[TASK PROMPT]
Reproduce verbatim every line below, starting at the line containing "Please tag the paw" and running through the final line of the rows, both ends included.

— START OF RECORDED INFORMATION —

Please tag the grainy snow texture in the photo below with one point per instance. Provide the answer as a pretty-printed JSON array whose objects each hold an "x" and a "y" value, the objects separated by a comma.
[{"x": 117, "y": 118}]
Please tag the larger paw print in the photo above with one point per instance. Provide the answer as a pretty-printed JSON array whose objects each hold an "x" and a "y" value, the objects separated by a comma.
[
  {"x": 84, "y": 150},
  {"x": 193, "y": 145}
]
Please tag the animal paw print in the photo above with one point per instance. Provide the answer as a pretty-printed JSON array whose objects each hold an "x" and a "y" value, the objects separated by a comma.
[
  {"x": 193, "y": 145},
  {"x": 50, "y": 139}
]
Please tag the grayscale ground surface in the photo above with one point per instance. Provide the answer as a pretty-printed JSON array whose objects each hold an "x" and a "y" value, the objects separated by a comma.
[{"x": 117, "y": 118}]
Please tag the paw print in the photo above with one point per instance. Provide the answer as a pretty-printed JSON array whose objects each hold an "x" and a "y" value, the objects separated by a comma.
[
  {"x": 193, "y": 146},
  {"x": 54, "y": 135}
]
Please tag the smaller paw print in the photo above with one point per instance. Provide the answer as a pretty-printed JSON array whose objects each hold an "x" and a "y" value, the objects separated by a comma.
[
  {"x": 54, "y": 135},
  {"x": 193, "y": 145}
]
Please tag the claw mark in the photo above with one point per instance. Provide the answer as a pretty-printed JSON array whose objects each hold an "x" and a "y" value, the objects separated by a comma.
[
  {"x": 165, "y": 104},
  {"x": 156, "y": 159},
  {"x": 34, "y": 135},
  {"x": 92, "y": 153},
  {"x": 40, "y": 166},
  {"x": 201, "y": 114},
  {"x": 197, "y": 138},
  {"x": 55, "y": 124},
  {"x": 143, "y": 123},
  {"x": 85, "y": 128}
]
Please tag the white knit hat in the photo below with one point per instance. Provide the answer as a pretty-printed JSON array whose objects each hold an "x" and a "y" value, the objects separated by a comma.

— END OF RECORDED INFORMATION —

[TASK SOLUTION]
Please tag the paw print in the photo above with one point per instance. Provide the answer as a pretty-printed JSON array whose objects each hold an "x" and a "y" value, the objects separated by a comma.
[
  {"x": 193, "y": 146},
  {"x": 54, "y": 135}
]
Please tag the smaller paw print in the photo above with one point per instance. Provide the answer as a pretty-printed JSON array whose objects each hold an "x" and a "y" value, the objects separated by a comma.
[
  {"x": 54, "y": 135},
  {"x": 193, "y": 145}
]
Please tag the claw mark in the photo above with one point per instance. Provide the answer as a pretty-printed JSON array whose objects each hold an "x" and a "y" value, the objects separated by a comma.
[
  {"x": 165, "y": 104},
  {"x": 156, "y": 159},
  {"x": 34, "y": 135},
  {"x": 92, "y": 153},
  {"x": 40, "y": 166},
  {"x": 201, "y": 114},
  {"x": 197, "y": 138},
  {"x": 55, "y": 124},
  {"x": 143, "y": 123},
  {"x": 85, "y": 128}
]
Please tag the white knit hat in the photo below with one point per instance. Provide the answer as a pretty-printed JSON array whose objects each hold an "x" and a "y" value, the objects separated by a comma.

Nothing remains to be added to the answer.